## 文書抜粋
/---
大腸がん

大腸について

大腸は小腸から肛門までの間にあって、小腸に近い結腸(盲腸、上行結腸、横行結腸、下行結腸、S状結腸)と、肛門に近い直腸(直腸S状部、上部直腸、下部直腸)に分けられ、長さは1.5~2mもあります。消化された食べ物は右下腹部で大腸に入り、腹部を時計回りに大回りして肛門から便として排出されます。大腸は水分を吸収しますが、栄養素の吸収はほとんど行いません。大腸を進むうちに水分が吸い取られて固形の便になり、直腸まで届くと便意が起きて排便されます。便秘では便が長く大腸にとどまることで水分が過剰に吸収されて便が硬くなります。便が大腸を通過する時間が短いと便の水分が十分に吸収されずに下痢や軟便になります。大腸の狭窄で下痢や便秘を繰り返したり、炎症によって下痢や血便が生じたりすることもあります。

大腸がんとは

大腸に発生するがんで、主に腺腫というポリープががん化して発症しますが、他に正常な粘膜から直接がんが発生することもあります。日本人の大腸がんはS状結腸と直腸に生じることが多いとされていますが、大腸全域にできる可能性があります。
大腸がんは進行すると粘膜表面から下層に向けて広がっていき、大腸壁の外に出て腹膜播種を起こすことがあります。またがん細胞が血液やリンパ液の流れに乗って広がり、離れた臓器やリンパ節に転移することもあります。
早期の大腸がんは内視鏡による治療によってほとんどの場合は完治が望めます。また、将来がん化する可能性のある大腸ポリープを切除することで大腸がんの有効な予防も可能です。ただし、早期大腸がんや大腸ポリープは自覚症状に乏しく、進行してから発見されるケースが多いことから、がんによる死亡原因として大腸がんは今も上位を占めています。

大腸がんの症状

早期にはほとんど自覚症状を起こすことがなく、進行すると血便、下痢や便秘を繰り返すといった症状を起こすことがありますが、進行しても自覚症状をほとんど起こさず、転移した先で症状が現れて発見される場合もあります。

  • 血便や下血
  • 下痢と便秘を繰り返す
  • 便が以前より細くなる
  • 残便感がある
  • 腹部膨満感
  • 腹痛
  • 嘔吐
  • 貧血(めまい、頻脈、動悸など)
  • 体重減少

上記のような症状があった場合には、できるだけ早く適切な治療を受けるためにも、できるだけ早く消化器内科を受診してください。
\---
## 提供情報
/---
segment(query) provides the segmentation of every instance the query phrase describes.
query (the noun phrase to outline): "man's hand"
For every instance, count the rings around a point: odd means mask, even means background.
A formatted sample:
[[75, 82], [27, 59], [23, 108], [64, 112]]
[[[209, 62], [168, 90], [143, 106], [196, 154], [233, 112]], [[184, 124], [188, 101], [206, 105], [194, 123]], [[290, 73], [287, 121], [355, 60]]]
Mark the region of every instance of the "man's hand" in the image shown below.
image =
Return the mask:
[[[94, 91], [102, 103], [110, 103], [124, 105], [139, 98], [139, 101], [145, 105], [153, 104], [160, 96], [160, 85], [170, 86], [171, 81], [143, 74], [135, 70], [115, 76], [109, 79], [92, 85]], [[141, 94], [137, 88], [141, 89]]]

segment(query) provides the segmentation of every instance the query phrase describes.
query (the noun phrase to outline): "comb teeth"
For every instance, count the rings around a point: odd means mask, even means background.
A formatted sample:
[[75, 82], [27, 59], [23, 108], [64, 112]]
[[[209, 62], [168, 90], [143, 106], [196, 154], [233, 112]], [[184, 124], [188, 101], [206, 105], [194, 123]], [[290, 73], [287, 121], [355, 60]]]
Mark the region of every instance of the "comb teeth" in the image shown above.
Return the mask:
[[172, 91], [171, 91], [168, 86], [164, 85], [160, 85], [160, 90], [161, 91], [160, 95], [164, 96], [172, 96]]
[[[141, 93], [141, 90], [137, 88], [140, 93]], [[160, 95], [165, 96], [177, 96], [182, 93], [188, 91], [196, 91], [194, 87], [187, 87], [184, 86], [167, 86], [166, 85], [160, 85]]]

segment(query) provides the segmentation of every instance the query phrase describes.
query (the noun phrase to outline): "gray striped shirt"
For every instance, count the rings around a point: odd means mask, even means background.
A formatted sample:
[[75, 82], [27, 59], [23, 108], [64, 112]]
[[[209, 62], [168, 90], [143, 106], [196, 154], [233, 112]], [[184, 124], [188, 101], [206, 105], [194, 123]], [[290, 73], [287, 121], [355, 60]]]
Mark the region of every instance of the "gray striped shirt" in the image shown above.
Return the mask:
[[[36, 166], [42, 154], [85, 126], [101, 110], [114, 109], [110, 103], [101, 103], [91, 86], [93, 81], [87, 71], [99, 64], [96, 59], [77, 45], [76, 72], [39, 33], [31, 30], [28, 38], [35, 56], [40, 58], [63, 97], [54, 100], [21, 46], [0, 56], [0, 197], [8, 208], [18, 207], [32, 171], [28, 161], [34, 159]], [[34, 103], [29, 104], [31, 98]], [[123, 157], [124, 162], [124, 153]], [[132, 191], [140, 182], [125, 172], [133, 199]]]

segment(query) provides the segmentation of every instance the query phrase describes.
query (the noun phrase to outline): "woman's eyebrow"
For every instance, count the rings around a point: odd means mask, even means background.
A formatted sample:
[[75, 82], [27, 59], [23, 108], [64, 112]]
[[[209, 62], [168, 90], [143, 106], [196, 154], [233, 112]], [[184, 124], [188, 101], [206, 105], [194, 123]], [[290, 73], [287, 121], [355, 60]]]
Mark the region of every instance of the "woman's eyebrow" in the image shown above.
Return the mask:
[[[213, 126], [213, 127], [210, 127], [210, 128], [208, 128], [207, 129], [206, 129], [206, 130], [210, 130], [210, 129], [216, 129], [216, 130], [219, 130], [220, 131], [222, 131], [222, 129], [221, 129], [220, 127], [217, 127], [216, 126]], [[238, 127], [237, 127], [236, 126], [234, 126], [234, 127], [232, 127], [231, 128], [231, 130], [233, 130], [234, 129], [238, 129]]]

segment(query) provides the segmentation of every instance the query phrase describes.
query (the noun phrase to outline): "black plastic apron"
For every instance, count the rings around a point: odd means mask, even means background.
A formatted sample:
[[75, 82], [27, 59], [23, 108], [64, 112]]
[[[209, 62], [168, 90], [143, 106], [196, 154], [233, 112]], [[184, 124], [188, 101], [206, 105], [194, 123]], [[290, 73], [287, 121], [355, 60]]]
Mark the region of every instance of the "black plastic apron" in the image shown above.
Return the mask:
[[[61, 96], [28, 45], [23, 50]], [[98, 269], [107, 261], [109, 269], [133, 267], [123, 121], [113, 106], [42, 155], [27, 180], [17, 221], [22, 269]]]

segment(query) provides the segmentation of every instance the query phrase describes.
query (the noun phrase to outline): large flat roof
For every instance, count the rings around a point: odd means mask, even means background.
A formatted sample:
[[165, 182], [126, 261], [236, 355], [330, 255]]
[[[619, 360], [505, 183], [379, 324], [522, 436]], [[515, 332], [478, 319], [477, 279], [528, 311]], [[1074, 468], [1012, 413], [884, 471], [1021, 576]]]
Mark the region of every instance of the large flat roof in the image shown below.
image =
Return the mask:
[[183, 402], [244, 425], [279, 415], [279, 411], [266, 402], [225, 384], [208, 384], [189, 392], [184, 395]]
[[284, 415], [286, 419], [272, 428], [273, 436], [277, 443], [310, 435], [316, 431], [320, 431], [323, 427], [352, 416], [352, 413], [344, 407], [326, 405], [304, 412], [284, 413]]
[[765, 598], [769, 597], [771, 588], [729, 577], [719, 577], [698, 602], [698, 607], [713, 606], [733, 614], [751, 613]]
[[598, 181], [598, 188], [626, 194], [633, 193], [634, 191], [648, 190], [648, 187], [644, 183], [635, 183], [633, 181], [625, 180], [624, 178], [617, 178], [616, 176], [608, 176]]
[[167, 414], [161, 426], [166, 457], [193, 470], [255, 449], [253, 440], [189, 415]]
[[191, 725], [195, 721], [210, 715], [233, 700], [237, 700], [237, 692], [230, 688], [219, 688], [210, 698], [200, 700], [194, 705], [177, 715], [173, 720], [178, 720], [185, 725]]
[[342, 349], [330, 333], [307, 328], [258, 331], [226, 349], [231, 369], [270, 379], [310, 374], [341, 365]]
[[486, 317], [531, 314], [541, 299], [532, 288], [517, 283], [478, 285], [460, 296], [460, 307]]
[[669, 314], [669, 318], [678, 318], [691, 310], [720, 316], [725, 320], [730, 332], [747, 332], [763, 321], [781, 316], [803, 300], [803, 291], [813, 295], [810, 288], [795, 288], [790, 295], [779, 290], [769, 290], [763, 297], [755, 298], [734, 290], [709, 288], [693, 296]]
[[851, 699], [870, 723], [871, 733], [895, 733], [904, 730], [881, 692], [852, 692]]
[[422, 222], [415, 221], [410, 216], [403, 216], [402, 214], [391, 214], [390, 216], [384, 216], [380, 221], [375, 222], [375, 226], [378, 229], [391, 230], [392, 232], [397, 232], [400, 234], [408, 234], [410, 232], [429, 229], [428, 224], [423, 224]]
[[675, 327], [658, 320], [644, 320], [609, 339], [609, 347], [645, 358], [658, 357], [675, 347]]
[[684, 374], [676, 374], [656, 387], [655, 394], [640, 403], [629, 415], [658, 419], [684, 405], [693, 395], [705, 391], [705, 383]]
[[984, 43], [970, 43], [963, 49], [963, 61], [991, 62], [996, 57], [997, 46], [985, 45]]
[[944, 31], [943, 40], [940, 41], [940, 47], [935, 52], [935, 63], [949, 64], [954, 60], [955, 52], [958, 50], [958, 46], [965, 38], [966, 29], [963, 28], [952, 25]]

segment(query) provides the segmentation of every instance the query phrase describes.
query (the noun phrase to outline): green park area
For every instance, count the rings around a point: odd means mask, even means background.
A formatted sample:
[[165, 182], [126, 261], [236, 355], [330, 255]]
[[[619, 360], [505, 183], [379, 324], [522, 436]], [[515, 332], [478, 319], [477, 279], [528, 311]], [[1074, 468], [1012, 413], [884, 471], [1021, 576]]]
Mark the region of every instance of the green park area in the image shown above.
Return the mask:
\---
## 作業内容
1. 大腸がんの文書で結腸に含まれるとされている部位を、すべて挙げてください。
2. 大腸がんの文書から、「大腸は小腸から肛門までの間に」から下へ「て発見される場合もあります。」までのすべてを一字一句変えずに書き写してください。

## 記述回答
1. 盲腸、上行結腸、横行結腸、下行結腸、S状結腸

2.
大腸は小腸から肛門までの間にあって、小腸に近い結腸(盲腸、上行結腸、横行結腸、下行結腸、S状結腸)と、肛門に近い直腸(直腸S状部、上部直腸、下部直腸)に分けられ、長さは1.5~2mもあります。消化された食べ物は右下腹部で大腸に入り、腹部を時計回りに大回りして肛門から便として排出されます。大腸は水分を吸収しますが、栄養素の吸収はほとんど行いません。大腸を進むうちに水分が吸い取られて固形の便になり、直腸まで届くと便意が起きて排便されます。便秘では便が長く大腸にとどまることで水分が過剰に吸収されて便が硬くなります。便が大腸を通過する時間が短いと便の水分が十分に吸収されずに下痢や軟便になります。大腸の狭窄で下痢や便秘を繰り返したり、炎症によって下痢や血便が生じたりすることもあります。

大腸がんとは

大腸に発生するがんで、主に腺腫というポリープががん化して発症しますが、他に正常な粘膜から直接がんが発生することもあります。日本人の大腸がんはS状結腸と直腸に生じることが多いとされていますが、大腸全域にできる可能性があります。
大腸がんは進行すると粘膜表面から下層に向けて広がっていき、大腸壁の外に出て腹膜播種を起こすことがあります。またがん細胞が血液やリンパ液の流れに乗って広がり、離れた臓器やリンパ節に転移することもあります。
早期の大腸がんは内視鏡による治療によってほとんどの場合は完治が望めます。また、将来がん化する可能性のある大腸ポリープを切除することで大腸がんの有効な予防も可能です。ただし、早期大腸がんや大腸ポリープは自覚症状に乏しく、進行してから発見されるケースが多いことから、がんによる死亡原因として大腸がんは今も上位を占めています。

大腸がんの症状

早期にはほとんど自覚症状を起こすことがなく、進行すると血便、下痢や便秘を繰り返すといった症状を起こすことがありますが、進行しても自覚症状をほとんど起こさず、転移した先で症状が現れて発見される場合もあります。